HOW TO COMPLETE THIS TASK: Each of the records must appear again, exactly as it was written.

___ RECORDS PROVIDED ___

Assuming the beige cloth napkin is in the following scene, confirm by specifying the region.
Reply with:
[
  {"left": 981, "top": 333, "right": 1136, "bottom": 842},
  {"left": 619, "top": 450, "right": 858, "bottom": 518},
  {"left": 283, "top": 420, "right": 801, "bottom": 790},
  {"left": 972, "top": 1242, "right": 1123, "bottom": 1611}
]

___

TASK SOLUTION:
Assuming the beige cloth napkin is in the following scene, confirm by specifying the region.
Reply with:
[
  {"left": 981, "top": 333, "right": 1136, "bottom": 842},
  {"left": 619, "top": 450, "right": 858, "bottom": 518},
  {"left": 283, "top": 420, "right": 801, "bottom": 790},
  {"left": 972, "top": 1242, "right": 1123, "bottom": 1611}
]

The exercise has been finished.